• _PROBLEM 1_:
Answer these questions about the passage on cryptorchidism:
(a) What have epidemiological studies and laboratory cryptorchidism models strongly linked to testis descent impairment?
(b) What does the passage name as the major clinical consequences of elevated temperatures in the undescended testes?
(c) What determines the number of spermatozoa produced?
• _PROBLEM 2_:
Write a continuation of the passage on cryptorchidism, picking up after its final sentence.

** EXTRACT follows **

Epidemiological studies together with laboratory cryptorchidism models have shown a strong link between testis descent impairment and xenoestrogen exposure. Such exposure is also associated with increased estrogen levels and expression of ER in the undescended testes [22,23,24,25,26,27,28].
In horses, cryptorchidism is a common congenital malformation associated with the failure to descend by one or both testes into the scrotal sac. The major clinical consequences resulting from elevated temperatures in the undescended testes are impaired fertility and a significantly increased risk of testicular malignancy [29]. It is a well-known fact that cryptorchid testis is incapable of producing spermatozoa, or, in some cases when the retained testis is located in the inguinal canal close to the scrotum, rare production of spermatozoa has been noted [30,31]. No data on the fertilization abilities of such spermatozoa are available. The number of Sertoli cells determines the number of produced spermatozoa. In sexually immature males, the proliferation of Sertoli cells is finished when the blood–testis barrier is developed, which directly affects the quantity of spermatozoa produced in the adult. Spermatozoa quantity can be modulated only in experimental conditions, especially in males with spermatogenesis disturbances. In natural conditions, it does not occur [32].

** End of EXTRACT **
** STORED DATA follows **

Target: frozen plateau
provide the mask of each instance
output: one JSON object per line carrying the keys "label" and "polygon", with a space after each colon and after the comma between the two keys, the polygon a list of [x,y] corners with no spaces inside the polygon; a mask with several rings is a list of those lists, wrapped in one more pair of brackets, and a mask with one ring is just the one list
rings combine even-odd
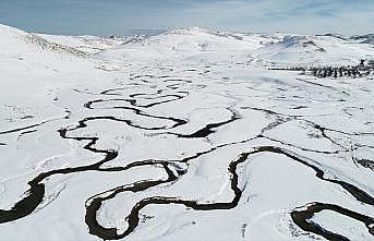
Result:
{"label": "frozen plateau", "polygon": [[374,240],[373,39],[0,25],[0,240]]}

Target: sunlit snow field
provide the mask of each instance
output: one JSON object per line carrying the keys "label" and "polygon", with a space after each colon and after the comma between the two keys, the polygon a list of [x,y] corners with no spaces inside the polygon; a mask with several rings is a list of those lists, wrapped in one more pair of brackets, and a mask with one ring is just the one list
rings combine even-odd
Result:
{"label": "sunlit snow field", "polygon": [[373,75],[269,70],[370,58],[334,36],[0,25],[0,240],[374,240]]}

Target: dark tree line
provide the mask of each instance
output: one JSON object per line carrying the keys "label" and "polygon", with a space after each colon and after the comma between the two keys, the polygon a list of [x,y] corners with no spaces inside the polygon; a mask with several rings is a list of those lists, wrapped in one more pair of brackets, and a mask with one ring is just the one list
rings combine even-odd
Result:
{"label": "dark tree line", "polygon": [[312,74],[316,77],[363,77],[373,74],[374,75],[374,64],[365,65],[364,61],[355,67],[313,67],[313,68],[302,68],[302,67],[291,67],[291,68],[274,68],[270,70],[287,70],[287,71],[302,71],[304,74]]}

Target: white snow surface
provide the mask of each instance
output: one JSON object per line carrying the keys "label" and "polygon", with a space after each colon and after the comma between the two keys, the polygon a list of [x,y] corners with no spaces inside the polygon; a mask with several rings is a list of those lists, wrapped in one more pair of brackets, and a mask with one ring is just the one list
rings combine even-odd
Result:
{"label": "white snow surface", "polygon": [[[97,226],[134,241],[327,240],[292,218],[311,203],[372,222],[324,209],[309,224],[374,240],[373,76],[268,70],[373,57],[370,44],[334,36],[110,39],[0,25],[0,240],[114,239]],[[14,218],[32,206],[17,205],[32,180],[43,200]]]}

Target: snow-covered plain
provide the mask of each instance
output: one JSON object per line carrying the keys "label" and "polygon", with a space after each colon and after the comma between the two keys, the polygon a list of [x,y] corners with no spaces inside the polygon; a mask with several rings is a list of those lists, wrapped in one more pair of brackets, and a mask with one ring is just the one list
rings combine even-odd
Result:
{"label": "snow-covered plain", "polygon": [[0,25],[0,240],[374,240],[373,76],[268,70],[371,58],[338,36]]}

** End of STORED DATA **

• _REPLY 1_:
(a) Xenoestrogen exposure.
(b) Impaired fertility and a significantly increased risk of testicular malignancy.
(c) The number of Sertoli cells.

• _REPLY 2_:
In addition, in some cryptorchid horses, the testes are capable of producing testosterone, leading to undesirable sexual behaviors [33]. Of note, according to Cox et al. [34] and Claes et al. [35], in cryptorchid horses, testosterone levels vary greatly between individuals and fluctuate with age and season, making it unsuitable as a definitive test.
The mode of cryptorchidism inheritance remains unclear and appears to have a multifactorial etiology, and the phenomenon of high intratesticular estrogen levels is still an unresolved issue. The present studies were designed to provide additional insight into estrogen regulation and the role of GPER in healthy and cryptorchid horse testes. These comparative data can help to elucidate the molecular basis of cryptorchidism in horses.

2. Results

2.1. Topography and Biochemistry of Healthy and Cryptorchid Testes

The typical topography of a healthy testis with full spermatogenesis and spermatozoa visible in tubule lumen was compared to a cryptorchid testis with severe alterations (lack of several stages of seminiferous epithelium) using scanning electron microscopy (Figure 1A,A’,B–D).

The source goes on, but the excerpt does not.